[Extracted records]
--- START ---
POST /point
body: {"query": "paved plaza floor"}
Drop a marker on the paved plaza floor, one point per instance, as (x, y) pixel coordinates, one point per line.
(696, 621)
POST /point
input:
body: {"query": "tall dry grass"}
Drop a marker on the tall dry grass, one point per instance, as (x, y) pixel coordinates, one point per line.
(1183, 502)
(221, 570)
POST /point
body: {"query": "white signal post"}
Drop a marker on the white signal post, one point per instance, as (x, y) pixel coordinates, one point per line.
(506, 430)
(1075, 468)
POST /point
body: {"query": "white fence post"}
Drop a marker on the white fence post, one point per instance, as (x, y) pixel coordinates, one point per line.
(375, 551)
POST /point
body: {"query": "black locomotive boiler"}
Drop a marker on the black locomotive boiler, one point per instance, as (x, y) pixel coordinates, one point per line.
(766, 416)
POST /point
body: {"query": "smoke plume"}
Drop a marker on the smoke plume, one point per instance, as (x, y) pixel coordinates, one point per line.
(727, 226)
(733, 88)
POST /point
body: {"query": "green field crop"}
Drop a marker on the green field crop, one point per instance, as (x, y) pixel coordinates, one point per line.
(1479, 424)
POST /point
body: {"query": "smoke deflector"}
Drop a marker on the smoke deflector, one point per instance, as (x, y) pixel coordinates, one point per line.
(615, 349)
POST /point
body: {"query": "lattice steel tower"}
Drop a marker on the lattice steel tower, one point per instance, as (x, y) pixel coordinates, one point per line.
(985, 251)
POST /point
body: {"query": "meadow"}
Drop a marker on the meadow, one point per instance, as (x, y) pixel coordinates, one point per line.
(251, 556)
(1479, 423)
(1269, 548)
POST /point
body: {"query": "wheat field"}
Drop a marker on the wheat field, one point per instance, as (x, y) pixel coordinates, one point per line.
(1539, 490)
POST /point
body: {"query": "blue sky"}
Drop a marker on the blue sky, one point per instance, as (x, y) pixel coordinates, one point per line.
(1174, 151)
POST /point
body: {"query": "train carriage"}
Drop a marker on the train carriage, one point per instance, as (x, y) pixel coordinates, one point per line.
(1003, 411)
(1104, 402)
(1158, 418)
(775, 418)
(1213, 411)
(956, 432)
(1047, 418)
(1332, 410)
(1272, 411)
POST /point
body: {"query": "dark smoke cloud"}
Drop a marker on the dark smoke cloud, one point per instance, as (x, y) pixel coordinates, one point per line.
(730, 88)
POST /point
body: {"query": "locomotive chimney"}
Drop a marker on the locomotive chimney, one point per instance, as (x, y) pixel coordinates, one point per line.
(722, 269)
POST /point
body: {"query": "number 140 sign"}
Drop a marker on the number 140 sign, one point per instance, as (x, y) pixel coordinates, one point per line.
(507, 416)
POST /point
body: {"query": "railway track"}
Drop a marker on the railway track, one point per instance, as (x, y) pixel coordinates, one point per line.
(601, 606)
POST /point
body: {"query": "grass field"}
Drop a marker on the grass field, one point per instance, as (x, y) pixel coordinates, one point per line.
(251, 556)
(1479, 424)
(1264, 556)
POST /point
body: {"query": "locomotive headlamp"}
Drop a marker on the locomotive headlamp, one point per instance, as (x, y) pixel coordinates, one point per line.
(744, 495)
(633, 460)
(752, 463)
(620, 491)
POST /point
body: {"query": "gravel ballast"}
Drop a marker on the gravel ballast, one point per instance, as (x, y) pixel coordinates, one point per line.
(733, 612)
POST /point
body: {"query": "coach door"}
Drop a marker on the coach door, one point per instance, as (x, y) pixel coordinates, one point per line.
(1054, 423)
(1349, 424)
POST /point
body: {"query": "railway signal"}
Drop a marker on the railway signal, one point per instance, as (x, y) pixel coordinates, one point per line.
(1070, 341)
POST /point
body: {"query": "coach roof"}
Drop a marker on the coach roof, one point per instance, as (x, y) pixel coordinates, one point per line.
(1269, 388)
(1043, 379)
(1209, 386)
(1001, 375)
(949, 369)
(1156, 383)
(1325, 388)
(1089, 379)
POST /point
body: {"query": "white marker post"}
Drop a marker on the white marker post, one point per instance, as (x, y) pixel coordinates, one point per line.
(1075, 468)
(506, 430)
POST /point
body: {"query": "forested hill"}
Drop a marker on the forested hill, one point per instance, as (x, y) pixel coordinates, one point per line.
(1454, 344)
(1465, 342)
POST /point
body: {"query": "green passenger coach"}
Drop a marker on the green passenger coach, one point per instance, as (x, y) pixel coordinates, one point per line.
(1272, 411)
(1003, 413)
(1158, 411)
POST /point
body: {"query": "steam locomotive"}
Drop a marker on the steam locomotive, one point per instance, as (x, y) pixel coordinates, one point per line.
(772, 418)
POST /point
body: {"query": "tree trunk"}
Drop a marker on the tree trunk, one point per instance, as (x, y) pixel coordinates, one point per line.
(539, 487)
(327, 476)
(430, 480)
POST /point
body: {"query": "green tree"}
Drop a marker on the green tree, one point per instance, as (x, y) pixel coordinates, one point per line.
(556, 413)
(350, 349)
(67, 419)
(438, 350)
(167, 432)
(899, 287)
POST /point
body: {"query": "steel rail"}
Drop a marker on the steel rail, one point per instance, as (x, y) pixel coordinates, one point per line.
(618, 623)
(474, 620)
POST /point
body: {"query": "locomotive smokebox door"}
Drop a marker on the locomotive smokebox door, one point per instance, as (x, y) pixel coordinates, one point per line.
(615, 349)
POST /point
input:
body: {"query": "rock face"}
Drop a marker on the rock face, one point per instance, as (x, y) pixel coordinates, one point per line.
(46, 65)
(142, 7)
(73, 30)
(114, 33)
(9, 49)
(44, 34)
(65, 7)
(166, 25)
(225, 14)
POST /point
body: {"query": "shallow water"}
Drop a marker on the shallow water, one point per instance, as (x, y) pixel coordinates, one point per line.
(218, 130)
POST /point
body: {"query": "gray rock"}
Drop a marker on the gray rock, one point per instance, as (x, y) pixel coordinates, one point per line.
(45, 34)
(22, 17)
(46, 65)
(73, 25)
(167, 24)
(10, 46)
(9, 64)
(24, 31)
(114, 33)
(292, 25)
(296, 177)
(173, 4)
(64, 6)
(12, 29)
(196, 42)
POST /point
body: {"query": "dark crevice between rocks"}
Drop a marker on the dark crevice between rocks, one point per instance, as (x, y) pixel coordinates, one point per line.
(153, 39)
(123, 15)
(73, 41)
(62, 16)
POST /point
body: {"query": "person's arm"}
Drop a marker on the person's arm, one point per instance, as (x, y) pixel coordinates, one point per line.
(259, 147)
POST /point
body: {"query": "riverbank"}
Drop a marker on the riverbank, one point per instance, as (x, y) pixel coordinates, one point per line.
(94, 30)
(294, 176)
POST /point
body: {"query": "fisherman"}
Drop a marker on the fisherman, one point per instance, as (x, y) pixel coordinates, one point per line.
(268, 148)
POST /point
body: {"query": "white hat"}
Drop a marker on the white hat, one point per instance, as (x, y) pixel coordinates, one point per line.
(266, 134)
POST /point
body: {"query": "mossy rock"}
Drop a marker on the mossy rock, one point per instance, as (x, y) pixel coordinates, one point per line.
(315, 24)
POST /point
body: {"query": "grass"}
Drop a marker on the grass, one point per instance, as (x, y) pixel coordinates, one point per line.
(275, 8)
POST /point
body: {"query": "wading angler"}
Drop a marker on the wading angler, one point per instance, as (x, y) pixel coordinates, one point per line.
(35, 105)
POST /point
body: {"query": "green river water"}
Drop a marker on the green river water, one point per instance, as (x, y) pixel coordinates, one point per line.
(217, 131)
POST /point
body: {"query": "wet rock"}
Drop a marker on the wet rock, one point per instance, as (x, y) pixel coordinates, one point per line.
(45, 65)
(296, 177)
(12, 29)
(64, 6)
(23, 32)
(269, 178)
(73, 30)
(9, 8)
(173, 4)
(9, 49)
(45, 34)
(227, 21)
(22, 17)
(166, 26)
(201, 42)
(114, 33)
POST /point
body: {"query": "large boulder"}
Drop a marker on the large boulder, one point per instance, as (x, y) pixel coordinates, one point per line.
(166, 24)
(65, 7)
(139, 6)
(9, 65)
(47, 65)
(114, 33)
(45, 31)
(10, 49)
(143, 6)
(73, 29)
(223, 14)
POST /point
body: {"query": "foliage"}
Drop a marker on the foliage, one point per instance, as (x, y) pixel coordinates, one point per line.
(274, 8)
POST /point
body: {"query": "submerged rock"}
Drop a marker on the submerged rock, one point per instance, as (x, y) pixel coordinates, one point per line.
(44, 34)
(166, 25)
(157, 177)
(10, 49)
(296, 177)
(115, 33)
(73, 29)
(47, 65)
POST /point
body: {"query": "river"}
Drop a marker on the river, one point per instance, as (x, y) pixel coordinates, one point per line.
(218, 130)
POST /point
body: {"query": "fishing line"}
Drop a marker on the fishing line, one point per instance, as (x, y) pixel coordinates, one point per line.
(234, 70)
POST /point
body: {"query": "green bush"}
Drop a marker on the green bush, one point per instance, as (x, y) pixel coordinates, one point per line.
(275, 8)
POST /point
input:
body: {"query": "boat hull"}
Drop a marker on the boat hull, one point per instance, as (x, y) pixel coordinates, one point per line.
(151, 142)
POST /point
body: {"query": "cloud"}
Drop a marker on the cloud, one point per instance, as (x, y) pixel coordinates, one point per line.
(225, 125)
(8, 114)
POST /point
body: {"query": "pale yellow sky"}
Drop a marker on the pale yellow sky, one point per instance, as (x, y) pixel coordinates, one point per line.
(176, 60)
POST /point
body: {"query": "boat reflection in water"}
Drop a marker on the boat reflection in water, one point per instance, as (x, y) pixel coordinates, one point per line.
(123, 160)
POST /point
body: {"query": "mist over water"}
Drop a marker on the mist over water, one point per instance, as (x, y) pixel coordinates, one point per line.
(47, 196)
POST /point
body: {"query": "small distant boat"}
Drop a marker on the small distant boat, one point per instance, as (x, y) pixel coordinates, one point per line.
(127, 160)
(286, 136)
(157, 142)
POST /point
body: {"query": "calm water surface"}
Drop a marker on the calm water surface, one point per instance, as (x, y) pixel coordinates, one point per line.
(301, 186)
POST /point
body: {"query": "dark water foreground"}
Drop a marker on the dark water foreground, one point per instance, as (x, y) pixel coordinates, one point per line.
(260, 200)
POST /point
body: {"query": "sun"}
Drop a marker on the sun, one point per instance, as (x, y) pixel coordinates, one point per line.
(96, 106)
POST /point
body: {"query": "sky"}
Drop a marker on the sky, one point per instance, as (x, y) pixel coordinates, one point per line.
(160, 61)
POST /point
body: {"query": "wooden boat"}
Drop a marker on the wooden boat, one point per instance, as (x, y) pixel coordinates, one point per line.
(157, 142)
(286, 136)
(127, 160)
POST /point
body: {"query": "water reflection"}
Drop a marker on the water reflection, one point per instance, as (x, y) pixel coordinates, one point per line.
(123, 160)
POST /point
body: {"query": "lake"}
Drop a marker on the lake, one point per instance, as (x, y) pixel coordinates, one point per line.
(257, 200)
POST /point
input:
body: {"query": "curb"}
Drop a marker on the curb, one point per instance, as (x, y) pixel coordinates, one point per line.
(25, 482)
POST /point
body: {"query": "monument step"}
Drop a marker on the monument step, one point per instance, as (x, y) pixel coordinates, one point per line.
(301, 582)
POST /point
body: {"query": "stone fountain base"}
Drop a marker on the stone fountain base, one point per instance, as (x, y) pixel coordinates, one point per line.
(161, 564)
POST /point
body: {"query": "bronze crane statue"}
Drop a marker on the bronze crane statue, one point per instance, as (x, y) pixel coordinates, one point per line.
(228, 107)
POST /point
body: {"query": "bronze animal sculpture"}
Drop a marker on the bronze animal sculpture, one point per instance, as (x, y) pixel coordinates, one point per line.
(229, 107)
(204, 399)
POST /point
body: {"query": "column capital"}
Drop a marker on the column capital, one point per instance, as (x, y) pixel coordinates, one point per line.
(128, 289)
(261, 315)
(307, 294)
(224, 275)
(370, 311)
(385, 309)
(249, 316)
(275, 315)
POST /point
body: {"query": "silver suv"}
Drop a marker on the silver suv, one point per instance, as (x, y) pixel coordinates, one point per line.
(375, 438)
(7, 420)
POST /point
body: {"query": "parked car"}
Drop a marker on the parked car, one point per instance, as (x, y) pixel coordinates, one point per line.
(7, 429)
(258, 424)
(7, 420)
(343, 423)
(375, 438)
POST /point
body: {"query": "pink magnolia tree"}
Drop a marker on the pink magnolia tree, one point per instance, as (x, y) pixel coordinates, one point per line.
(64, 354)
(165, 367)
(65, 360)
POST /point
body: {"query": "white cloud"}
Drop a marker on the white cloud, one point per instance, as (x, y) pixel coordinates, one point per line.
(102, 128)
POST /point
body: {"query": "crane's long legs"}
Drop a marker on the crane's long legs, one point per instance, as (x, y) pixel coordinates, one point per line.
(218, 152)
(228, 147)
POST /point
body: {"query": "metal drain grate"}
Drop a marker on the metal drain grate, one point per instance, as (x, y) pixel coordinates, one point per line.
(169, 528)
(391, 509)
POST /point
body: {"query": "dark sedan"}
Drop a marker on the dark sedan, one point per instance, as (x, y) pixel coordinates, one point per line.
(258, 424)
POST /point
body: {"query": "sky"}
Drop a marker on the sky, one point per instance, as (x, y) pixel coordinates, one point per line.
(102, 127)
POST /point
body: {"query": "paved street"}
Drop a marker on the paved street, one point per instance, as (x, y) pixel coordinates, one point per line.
--- END ---
[Problem to solve] Wherever the string "street" appears in a line above, copy that line.

[Task output]
body: {"query": "paved street"}
Drop a marker on the paved street, one point per instance, as (x, y) pixel coordinates, one point per line.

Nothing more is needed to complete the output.